• [WHAT THIS EXERCISE ASKS]:
1 > In the post-training chapter, what does the text call the single knob that trades wall-clock throughput against convergence stability?
2 > Rewrite all of the rows below, changing "in this photo" to "in this image" wherever it occurs and leaving everything else unchanged.

• [SELECTION]:
* * *

Chapter 1.4
Post-Training, Fine-Tuning & RL: The Hybrid Middle
Post-training is not a smaller training cluster — it is a fleet of inference engines feeding a comparatively tiny trainer, and the operator who scopes it as either pure training or pure inference strands capital on the half they got wrong.
What you'll decide here
- Whether your post-training workload is fine-tune-shaped (small, bursty, LoRA/QLoRA-friendly) or RL-shaped (rollout-dominated, inference-heavy) — because they want opposite hardware and the label "post-training" hides the difference.
- Whether to run RL collocated (rollout and trainer time-sharing one GPU pool) or disaggregated (a dedicated rollout fleet feeding a separate trainer) — the fork that sets your fabric, your utilization, and your staleness budget.
- The staleness bound you will tolerate between the policy that generates rollouts and the policy being updated — the single knob that trades wall-clock throughput against convergence stability.

* * *

• [MATERIAL]:
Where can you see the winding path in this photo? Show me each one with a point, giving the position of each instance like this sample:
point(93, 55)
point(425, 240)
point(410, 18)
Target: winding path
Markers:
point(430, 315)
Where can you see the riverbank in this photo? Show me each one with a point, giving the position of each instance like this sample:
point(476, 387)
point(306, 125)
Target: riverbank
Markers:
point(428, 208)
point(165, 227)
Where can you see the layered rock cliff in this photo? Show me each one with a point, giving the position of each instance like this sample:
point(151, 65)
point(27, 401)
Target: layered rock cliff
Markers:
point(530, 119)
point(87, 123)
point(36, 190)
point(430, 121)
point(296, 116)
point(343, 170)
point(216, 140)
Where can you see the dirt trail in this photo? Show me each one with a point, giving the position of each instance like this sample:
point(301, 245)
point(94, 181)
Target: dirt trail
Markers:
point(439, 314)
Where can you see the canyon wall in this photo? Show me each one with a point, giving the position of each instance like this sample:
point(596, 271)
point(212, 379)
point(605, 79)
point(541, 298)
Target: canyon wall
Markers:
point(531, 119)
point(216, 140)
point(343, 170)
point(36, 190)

* * *

• [ANSWERS GIVEN]:
1 > The staleness bound tolerated between the policy that generates rollouts and the policy being updated.

2 >
Where can you see the winding path in this image? Show me each one with a point, giving the position of each instance like this sample:
point(93, 55)
point(425, 240)
point(410, 18)
Target: winding path
Markers:
point(430, 315)
Where can you see the riverbank in this image? Show me each one with a point, giving the position of each instance like this sample:
point(476, 387)
point(306, 125)
Target: riverbank
Markers:
point(428, 208)
point(165, 227)
Where can you see the layered rock cliff in this image? Show me each one with a point, giving the position of each instance like this sample:
point(151, 65)
point(27, 401)
Target: layered rock cliff
Markers:
point(530, 119)
point(87, 123)
point(36, 190)
point(430, 121)
point(296, 116)
point(343, 170)
point(216, 140)
Where can you see the dirt trail in this image? Show me each one with a point, giving the position of each instance like this sample:
point(301, 245)
point(94, 181)
Target: dirt trail
Markers:
point(439, 314)
Where can you see the canyon wall in this image? Show me each one with a point, giving the position of each instance like this sample:
point(596, 271)
point(212, 379)
point(605, 79)
point(541, 298)
Target: canyon wall
Markers:
point(531, 119)
point(216, 140)
point(343, 170)
point(36, 190)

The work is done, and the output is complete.